_Instruction_: Transcribe every item below word for word, keeping each line unchanged.
-- START Source records --
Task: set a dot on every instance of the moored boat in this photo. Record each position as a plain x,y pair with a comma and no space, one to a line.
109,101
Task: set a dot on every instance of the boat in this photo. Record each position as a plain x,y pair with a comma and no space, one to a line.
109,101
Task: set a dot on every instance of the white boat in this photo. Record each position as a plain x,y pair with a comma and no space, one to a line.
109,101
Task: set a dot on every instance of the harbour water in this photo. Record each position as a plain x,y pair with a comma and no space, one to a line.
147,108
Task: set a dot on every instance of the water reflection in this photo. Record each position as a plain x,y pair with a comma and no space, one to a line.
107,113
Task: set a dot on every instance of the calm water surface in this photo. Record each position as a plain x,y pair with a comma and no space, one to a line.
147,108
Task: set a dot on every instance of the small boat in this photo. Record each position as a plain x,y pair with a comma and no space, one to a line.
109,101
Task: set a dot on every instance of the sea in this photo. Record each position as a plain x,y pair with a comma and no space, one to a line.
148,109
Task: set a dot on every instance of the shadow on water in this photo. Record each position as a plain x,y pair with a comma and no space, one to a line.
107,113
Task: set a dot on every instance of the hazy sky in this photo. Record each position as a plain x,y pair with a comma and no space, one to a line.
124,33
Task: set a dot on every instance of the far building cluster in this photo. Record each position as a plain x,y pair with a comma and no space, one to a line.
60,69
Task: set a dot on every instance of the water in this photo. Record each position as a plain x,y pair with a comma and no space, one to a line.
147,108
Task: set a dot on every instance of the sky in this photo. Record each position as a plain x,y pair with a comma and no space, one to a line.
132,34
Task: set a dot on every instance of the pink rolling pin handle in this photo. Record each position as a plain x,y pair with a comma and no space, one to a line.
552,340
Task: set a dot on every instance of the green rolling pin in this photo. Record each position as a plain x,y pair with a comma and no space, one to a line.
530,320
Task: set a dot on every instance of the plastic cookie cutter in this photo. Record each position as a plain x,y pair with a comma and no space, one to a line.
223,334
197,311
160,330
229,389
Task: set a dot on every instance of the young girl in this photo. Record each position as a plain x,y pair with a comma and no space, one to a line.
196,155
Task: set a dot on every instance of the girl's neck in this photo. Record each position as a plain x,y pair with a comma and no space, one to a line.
-- END Source records --
_Task response_:
Task: set a dot on every instance of the moored boat in this photo. Record each position as a plain x,y pair with a comma and no space, one to a line.
109,101
Task: set a dot on every instance of the boat in this photo. Record each position as a plain x,y pair with a comma and no space, one to a line.
109,101
Task: set a dot on every instance of the white boat in this photo. Record each position as a plain x,y pair with a comma and no space, one to a line.
109,101
Task: set a dot on every instance of the harbour water in this photo. Record each position as a plain x,y pair with a comma and no space, one to a line.
147,108
Task: set a dot on every instance of the water reflection in this photo. Record each position as a plain x,y pair with a comma and no space, one to a line.
107,113
Task: set a dot on every instance of the calm water surface in this photo. Record each position as a plain x,y pair with a comma and no space, one to a line.
147,108
Task: set a dot on every instance of the small boat in this photo. Record each position as a plain x,y pair with a comma and no space, one to a line.
109,101
Task: set a dot on every instance of the sea in this photo. Record each position as a plain x,y pair with a comma and no space, one to a line.
148,109
Task: set a dot on every instance of the shadow on water in this photo. Record each position as a plain x,y pair with a comma and no space, one to a line.
107,113
Task: set a dot on every instance of the hazy sky in this photo. Record each position as a plain x,y pair with a comma and no space, one to a line.
124,33
Task: set a dot on every instance of the far building cluster in this photo. Record each position as a plain x,y pair with a comma and no space, one to a line.
60,69
Task: set a dot on every instance of the water in this photo. Record each position as a plain x,y pair with a comma and no space, one to a line.
147,108
Task: set a dot on every instance of the sky in this photo. Record each position as a plain x,y pair with a comma and no space, one to a line.
132,34
Task: set a dot on every instance of the pink rolling pin handle in this photo. Record each position as a plain x,y pair with a comma and no space, one to a line.
552,340
Task: set a dot on every instance of the green rolling pin in this photo. Record each position as a plain x,y pair with a comma and no space, one to a line.
530,320
Task: set a dot on every instance of the plastic cookie cutter in this photo. Record each position as a plain x,y pair with a comma and no space, one to a line.
223,334
197,311
160,330
229,389
Task: set a dot on every instance of the young girl in this photo. Record each position as a plain x,y pair with a comma and no space, one to a line.
196,155
Task: set a dot on every instance of the girl's neck in this photo. Record each position as a plain x,y pair with a comma and no space, one to a line.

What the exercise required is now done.